Start of Block
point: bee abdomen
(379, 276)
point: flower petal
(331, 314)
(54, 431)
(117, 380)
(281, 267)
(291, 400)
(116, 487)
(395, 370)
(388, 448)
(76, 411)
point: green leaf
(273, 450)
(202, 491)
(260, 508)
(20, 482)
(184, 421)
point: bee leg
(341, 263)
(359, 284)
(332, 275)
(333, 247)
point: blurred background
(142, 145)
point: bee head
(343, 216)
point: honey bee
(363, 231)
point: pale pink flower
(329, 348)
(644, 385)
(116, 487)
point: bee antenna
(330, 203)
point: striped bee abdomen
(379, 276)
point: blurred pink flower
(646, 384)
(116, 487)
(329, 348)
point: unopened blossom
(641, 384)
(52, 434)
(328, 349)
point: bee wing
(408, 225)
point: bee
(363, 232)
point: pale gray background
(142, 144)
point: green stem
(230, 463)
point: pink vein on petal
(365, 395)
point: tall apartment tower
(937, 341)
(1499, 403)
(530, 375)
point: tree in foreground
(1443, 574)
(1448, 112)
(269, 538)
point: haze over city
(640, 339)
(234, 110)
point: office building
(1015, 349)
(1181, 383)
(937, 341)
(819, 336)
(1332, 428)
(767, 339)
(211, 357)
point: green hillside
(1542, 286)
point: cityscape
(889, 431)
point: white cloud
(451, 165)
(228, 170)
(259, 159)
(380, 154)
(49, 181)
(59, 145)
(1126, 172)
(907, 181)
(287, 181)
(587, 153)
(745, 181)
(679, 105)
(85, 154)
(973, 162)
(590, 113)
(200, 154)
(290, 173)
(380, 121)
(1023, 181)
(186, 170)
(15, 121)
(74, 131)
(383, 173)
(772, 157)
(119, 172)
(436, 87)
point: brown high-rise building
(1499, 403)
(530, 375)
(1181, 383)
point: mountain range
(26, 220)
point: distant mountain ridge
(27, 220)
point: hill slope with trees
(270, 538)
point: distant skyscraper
End of Block
All the data above should be set down a second time, exactly.

point: bee abdomen
(379, 276)
point: flower petal
(331, 314)
(54, 431)
(117, 380)
(281, 267)
(291, 400)
(116, 487)
(395, 370)
(388, 448)
(76, 411)
point: green leaf
(273, 450)
(202, 491)
(260, 508)
(20, 482)
(184, 421)
point: bee leg
(341, 263)
(359, 284)
(332, 275)
(333, 247)
point: blurred background
(142, 145)
point: bee head
(343, 216)
point: honey bee
(363, 231)
point: pale pink flower
(329, 348)
(644, 385)
(116, 487)
point: bee antenna
(330, 203)
point: striped bee abdomen
(379, 276)
point: blurred pink flower
(646, 384)
(116, 487)
(329, 348)
point: unopened blossom
(641, 384)
(52, 434)
(328, 349)
point: bee wing
(408, 225)
point: bee
(363, 232)
point: pale gray background
(142, 144)
point: green stem
(230, 463)
point: pink vein on petal
(365, 395)
point: tall apartment tower
(937, 341)
(1499, 403)
(530, 375)
point: tree in foreground
(1443, 574)
(1448, 112)
(269, 538)
point: haze over city
(640, 339)
(234, 110)
point: office building
(1015, 349)
(1181, 383)
(937, 341)
(819, 336)
(1332, 428)
(767, 339)
(211, 357)
point: green hillside
(1542, 286)
point: cityscape
(889, 431)
point: white cloud
(451, 165)
(228, 170)
(259, 159)
(380, 154)
(49, 181)
(59, 145)
(1126, 172)
(907, 181)
(287, 181)
(587, 153)
(745, 181)
(679, 105)
(85, 154)
(973, 162)
(590, 113)
(200, 154)
(290, 173)
(380, 121)
(1023, 181)
(186, 170)
(15, 121)
(74, 131)
(383, 173)
(772, 157)
(119, 172)
(436, 87)
point: brown high-rise building
(1499, 403)
(530, 375)
(1181, 383)
point: mountain range
(26, 220)
point: distant mountain ridge
(27, 220)
point: hill slope with trees
(270, 538)
point: distant skyscraper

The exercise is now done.